• **What you will do**:
In the lines below, look for "lace". Copy each line where it appears.

==== Task input ====

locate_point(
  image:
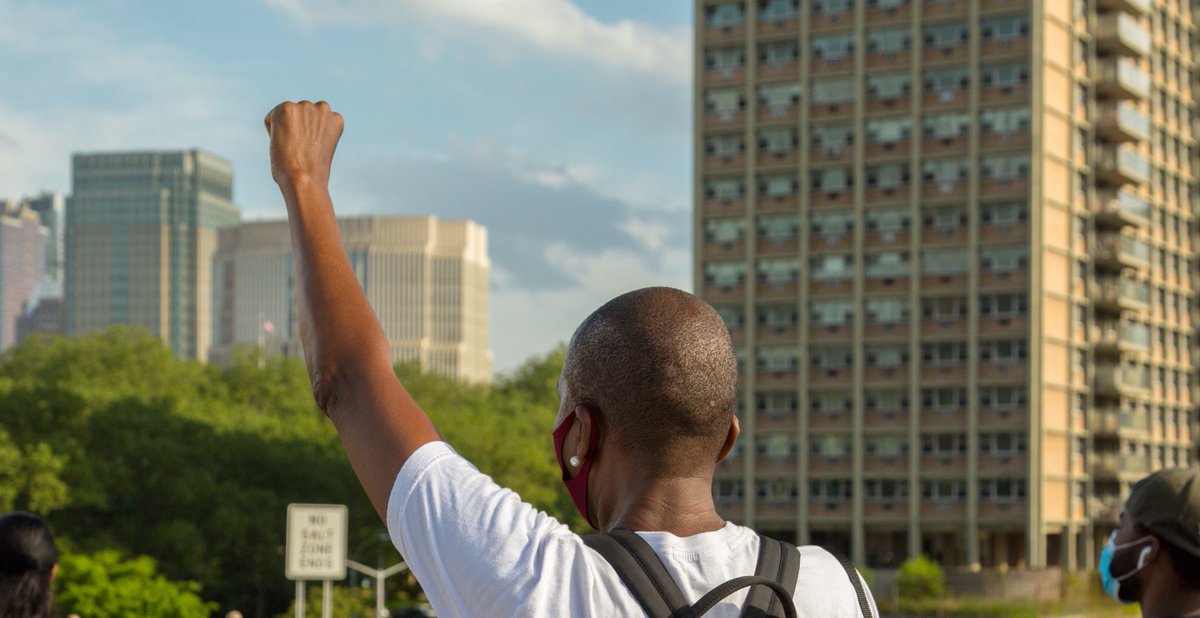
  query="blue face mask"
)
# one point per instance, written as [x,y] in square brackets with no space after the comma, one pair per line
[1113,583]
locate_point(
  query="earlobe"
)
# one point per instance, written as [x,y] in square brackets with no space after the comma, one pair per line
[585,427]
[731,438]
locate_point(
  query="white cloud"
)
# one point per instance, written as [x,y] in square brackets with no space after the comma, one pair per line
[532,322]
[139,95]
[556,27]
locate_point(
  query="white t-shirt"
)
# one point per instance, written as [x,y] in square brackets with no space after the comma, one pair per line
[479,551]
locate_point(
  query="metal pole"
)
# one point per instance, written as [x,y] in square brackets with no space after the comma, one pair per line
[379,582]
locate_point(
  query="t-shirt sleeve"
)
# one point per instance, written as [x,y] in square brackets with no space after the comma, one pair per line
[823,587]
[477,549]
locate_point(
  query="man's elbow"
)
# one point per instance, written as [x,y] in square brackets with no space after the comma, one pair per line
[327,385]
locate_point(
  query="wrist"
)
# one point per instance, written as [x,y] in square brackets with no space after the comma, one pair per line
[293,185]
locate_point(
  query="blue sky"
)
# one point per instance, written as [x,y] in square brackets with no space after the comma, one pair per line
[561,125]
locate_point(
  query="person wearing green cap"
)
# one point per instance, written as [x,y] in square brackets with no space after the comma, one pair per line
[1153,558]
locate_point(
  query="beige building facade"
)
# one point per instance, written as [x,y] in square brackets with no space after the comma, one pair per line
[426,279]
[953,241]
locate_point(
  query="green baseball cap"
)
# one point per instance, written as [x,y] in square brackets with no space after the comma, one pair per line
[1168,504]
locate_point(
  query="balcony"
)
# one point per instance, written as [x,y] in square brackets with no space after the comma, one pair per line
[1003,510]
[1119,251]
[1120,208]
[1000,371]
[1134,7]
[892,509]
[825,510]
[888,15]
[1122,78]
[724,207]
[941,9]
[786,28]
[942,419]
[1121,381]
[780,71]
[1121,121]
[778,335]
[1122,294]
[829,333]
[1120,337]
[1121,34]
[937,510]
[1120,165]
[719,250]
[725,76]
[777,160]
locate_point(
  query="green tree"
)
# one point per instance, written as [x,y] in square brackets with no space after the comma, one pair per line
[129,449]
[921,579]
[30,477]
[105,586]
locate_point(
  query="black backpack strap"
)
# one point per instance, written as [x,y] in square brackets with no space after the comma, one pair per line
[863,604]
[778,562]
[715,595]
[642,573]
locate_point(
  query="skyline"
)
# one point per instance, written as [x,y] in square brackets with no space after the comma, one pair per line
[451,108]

====
==== Task input ====

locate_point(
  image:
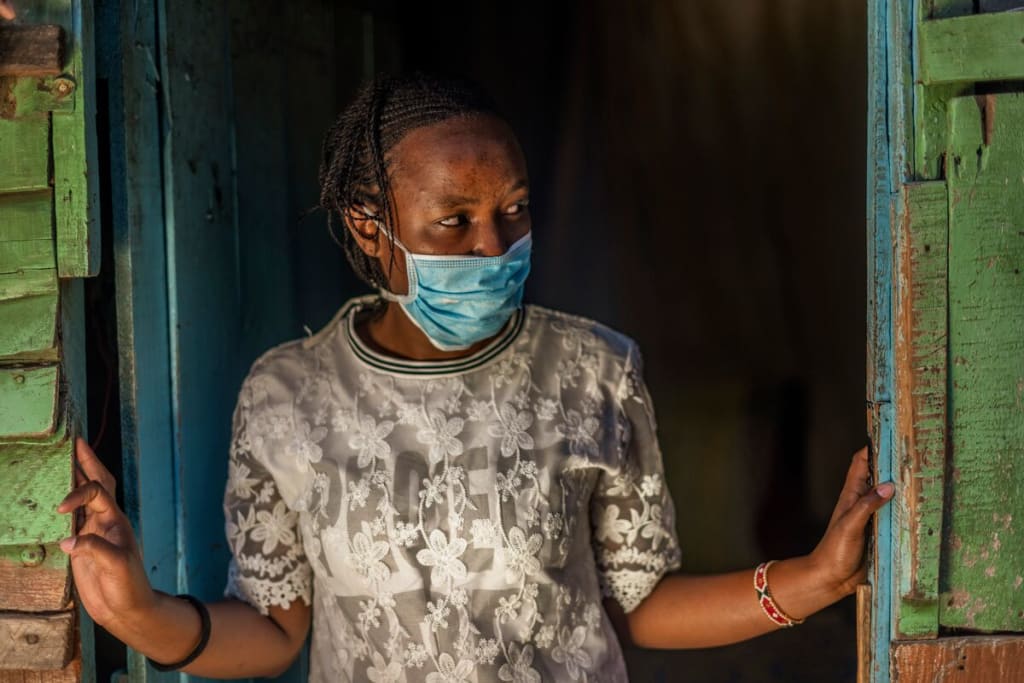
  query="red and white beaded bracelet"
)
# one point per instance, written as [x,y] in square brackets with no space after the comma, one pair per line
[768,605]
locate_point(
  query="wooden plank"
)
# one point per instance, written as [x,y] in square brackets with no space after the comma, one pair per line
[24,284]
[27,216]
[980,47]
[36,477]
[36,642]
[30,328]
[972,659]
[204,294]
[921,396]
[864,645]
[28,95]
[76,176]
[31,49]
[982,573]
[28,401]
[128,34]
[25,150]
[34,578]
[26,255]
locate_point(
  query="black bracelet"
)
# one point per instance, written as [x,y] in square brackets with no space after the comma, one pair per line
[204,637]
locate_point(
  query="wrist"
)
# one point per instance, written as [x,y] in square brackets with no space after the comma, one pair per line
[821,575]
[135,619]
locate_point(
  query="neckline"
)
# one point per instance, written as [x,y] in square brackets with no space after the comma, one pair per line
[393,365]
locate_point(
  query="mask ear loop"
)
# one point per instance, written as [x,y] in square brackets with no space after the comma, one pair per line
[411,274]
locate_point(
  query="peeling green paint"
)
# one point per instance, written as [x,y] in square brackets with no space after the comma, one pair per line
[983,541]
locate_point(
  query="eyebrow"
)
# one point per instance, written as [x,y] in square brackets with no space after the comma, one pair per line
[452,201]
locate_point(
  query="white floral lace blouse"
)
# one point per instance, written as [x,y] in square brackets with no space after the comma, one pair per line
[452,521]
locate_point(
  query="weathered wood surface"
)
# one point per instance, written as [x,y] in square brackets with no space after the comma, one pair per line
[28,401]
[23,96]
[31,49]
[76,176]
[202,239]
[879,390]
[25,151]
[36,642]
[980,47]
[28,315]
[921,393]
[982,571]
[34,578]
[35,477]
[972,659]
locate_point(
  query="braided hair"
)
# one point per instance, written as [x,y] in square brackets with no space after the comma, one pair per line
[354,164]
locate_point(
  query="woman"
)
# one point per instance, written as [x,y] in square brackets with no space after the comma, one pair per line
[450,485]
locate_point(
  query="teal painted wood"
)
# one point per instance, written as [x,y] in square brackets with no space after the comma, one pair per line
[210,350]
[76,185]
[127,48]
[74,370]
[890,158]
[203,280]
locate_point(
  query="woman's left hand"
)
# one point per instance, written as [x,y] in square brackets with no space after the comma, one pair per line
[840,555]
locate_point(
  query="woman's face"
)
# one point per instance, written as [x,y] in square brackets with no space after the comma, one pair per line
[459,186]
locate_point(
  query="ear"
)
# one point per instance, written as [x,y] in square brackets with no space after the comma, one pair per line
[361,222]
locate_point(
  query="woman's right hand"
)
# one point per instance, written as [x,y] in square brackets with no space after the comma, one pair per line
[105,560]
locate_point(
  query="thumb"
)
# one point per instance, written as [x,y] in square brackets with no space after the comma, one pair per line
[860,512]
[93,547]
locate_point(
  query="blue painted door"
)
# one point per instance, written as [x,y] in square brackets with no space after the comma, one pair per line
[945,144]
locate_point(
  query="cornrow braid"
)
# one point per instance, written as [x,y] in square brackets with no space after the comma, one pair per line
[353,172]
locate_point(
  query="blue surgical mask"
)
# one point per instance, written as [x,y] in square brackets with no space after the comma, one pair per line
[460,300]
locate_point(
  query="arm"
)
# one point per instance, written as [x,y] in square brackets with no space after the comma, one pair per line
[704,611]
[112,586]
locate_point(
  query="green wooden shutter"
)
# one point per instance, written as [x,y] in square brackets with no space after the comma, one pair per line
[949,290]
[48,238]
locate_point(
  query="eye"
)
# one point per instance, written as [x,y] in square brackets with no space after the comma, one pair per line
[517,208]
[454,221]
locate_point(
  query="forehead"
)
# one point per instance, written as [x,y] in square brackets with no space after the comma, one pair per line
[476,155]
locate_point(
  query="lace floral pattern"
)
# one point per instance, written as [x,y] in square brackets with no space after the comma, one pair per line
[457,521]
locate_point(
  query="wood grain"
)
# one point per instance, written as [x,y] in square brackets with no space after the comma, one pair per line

====

• **Response to the task**:
  query="white floral lace blouse"
  query="lace floral pattern"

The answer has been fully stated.